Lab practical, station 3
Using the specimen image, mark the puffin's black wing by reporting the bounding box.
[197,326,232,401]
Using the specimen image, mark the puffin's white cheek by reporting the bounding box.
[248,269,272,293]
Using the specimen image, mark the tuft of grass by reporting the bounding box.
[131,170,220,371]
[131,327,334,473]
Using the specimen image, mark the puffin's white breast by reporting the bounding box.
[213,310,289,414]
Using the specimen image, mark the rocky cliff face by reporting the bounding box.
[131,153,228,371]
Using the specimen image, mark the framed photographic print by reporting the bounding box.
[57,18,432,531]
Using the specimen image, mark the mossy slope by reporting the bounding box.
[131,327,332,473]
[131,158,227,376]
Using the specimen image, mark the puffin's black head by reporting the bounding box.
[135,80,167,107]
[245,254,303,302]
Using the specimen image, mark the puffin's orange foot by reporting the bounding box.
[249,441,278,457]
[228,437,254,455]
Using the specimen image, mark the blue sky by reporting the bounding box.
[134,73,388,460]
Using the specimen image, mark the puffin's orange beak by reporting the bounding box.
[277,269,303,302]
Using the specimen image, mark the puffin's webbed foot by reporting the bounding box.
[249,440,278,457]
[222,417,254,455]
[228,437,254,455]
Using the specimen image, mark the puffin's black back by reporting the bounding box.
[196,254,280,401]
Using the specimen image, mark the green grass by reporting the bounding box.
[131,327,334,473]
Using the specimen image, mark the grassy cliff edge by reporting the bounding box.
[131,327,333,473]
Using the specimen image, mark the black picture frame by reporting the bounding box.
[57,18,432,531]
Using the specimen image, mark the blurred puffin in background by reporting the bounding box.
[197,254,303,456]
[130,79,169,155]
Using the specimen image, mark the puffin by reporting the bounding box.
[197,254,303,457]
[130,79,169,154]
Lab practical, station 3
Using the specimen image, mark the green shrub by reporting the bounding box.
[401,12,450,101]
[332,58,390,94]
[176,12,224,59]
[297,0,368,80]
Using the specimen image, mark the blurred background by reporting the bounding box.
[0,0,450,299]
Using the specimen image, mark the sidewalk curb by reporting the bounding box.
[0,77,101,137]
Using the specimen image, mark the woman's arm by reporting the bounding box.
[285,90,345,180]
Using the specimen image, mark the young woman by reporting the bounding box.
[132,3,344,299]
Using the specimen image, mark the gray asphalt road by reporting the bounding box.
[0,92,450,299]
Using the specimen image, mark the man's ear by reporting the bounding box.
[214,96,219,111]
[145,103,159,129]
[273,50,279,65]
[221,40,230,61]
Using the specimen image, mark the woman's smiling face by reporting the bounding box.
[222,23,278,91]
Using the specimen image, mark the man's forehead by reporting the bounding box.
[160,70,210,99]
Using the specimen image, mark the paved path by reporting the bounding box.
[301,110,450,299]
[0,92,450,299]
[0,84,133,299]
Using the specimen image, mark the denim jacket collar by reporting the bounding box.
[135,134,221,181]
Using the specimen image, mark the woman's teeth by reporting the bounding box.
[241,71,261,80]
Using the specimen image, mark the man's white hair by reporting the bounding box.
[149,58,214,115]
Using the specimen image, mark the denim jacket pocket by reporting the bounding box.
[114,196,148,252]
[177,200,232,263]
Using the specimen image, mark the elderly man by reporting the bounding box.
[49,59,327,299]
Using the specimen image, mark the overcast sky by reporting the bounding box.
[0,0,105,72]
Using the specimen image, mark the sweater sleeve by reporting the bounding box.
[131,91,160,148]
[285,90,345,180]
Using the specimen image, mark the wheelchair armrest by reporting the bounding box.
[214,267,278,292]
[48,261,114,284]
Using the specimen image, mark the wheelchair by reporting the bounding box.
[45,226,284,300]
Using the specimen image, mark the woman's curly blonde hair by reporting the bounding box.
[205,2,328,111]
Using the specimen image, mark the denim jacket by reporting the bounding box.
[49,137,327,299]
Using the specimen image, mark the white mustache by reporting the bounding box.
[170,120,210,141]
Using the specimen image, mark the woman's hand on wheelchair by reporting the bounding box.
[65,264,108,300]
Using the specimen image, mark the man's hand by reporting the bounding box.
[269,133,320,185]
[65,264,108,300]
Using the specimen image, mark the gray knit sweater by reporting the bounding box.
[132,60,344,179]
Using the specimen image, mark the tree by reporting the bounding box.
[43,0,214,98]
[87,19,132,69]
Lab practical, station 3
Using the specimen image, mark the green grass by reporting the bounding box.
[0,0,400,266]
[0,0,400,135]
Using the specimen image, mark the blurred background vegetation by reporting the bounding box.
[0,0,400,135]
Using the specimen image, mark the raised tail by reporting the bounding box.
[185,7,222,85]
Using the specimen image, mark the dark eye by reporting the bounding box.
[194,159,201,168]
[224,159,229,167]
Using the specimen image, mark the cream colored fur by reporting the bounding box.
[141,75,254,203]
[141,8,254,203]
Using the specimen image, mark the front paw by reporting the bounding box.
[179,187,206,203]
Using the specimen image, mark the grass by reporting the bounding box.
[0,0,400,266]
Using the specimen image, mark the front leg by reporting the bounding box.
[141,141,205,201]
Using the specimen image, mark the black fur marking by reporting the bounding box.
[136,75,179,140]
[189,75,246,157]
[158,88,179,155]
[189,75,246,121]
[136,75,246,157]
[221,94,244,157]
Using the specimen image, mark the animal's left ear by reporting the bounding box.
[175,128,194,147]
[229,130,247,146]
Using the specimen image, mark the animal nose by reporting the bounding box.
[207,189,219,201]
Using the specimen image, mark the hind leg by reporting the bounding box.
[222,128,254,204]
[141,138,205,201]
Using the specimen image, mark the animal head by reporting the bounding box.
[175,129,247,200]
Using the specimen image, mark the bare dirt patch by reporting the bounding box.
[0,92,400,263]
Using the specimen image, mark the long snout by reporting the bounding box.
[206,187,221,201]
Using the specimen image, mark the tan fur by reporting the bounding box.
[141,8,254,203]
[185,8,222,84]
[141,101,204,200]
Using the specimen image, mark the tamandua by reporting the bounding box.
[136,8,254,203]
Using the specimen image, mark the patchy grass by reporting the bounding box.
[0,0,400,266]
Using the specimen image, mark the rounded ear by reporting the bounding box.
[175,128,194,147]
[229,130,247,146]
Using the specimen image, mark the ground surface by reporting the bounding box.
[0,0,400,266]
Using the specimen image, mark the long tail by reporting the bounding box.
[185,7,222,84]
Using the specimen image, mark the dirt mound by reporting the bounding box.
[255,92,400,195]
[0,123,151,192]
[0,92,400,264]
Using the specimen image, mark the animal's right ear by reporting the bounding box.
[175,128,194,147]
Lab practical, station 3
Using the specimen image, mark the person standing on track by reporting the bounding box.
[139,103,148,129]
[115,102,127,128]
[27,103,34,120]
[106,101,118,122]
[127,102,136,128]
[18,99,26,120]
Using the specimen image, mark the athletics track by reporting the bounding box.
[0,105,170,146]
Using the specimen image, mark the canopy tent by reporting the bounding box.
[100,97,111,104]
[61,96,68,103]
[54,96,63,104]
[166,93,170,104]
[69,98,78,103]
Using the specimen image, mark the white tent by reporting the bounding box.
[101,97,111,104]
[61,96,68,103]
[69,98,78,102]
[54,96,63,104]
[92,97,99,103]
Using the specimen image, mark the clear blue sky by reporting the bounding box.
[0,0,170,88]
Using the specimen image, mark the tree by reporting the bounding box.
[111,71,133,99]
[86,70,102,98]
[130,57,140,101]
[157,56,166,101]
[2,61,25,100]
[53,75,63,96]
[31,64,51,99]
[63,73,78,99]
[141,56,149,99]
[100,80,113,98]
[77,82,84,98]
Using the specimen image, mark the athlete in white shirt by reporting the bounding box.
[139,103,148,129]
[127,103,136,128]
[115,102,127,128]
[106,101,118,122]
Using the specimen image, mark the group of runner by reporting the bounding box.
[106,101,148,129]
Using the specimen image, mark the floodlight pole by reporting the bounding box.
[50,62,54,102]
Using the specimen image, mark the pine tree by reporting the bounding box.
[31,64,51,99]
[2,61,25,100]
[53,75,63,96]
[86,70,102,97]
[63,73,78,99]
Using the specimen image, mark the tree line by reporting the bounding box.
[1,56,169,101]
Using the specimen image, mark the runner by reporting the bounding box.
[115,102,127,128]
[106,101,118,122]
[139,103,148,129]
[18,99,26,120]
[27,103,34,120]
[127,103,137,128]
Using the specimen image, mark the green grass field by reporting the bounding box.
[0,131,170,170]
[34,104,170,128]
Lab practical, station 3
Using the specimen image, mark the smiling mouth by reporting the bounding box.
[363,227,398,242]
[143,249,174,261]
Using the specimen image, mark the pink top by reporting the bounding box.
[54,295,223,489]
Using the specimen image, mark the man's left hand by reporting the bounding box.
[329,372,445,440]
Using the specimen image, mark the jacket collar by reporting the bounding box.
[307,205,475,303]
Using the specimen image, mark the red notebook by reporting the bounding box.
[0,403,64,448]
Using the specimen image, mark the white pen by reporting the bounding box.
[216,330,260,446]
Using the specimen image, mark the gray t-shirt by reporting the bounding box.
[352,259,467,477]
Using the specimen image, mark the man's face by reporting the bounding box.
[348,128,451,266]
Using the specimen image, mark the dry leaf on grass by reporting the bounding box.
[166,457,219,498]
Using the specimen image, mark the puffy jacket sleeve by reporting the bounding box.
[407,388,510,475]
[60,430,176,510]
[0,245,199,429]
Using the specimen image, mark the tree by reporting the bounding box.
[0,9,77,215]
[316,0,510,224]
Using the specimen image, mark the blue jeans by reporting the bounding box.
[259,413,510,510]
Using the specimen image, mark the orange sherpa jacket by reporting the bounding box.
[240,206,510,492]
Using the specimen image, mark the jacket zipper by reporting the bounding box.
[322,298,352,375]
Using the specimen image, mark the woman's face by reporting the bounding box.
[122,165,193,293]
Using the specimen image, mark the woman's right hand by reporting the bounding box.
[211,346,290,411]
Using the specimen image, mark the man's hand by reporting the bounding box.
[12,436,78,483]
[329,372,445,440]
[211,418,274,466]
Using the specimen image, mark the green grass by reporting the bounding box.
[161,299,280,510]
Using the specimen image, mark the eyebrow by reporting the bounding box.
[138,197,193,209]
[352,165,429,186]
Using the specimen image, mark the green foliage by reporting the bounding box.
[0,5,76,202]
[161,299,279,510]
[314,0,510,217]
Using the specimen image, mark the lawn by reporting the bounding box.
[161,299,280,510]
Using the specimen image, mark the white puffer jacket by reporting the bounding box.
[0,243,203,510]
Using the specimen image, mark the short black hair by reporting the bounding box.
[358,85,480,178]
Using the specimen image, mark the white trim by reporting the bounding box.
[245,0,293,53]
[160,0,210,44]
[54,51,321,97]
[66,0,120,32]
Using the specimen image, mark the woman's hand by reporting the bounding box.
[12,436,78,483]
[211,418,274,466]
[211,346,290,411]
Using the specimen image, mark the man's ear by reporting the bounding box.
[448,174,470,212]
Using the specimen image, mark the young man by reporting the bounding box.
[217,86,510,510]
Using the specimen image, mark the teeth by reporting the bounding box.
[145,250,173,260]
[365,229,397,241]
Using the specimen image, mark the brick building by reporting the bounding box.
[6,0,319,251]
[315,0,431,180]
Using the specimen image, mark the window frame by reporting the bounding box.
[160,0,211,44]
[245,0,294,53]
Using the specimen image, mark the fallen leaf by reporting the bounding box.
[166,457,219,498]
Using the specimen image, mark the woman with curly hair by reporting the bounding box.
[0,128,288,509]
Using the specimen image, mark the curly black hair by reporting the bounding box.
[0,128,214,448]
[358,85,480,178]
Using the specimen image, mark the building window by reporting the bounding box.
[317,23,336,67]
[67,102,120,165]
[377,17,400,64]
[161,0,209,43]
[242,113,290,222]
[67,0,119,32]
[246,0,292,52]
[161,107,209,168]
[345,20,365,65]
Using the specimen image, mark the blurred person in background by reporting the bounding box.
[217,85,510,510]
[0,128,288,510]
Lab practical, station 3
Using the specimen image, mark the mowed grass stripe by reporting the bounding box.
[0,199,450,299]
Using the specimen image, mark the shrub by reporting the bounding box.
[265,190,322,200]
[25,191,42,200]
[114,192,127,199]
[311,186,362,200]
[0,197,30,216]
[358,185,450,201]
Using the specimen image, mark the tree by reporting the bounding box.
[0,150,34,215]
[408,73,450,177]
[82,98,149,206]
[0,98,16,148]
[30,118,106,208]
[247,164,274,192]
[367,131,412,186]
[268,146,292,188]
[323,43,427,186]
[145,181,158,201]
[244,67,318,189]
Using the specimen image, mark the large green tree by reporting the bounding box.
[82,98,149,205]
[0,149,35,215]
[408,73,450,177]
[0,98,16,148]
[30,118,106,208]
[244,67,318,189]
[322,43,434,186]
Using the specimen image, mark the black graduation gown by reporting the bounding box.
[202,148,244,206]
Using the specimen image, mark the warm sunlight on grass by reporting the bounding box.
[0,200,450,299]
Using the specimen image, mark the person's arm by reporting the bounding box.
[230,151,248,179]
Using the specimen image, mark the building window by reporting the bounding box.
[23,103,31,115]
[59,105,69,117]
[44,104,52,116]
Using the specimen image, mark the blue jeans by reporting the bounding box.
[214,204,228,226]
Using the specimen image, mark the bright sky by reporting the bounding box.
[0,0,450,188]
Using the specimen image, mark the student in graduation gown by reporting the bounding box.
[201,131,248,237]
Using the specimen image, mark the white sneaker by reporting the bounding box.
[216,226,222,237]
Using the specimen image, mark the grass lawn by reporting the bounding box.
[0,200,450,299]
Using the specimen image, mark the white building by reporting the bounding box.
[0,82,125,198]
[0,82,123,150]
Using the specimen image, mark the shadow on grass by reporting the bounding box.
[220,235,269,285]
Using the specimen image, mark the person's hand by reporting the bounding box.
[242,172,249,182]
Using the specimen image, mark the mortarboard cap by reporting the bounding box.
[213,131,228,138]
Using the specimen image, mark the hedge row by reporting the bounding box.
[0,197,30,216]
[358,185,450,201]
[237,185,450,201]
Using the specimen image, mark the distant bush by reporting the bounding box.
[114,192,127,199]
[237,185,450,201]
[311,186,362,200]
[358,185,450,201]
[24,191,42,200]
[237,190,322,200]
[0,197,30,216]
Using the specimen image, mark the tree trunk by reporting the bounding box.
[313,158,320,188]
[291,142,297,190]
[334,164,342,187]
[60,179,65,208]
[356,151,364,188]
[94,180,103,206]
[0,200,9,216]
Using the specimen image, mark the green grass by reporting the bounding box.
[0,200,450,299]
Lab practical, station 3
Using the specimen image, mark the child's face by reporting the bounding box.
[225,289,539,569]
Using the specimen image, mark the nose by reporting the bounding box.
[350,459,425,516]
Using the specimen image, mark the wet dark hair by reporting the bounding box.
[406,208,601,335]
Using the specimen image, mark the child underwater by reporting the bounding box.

> **DIRECTIONS**
Rewrite the stretch of rows from the line containing "Using the specimen image, mark the jacket collar" through the line containing "[352,259,467,477]", changing "white pen" to "black pen" and leaving everything else unchanged.

> **ANSWER TO THE TASK**
Using the specimen image, mark the jacket collar by reporting the bounding box.
[307,205,475,303]
Using the specimen image, mark the red notebook by reporting the bounding box.
[0,403,64,448]
Using the specimen image, mark the black pen by reporting the bounding box.
[216,330,260,446]
Using the specimen image, mark the gray t-shirt by reporting the bounding box.
[352,259,467,477]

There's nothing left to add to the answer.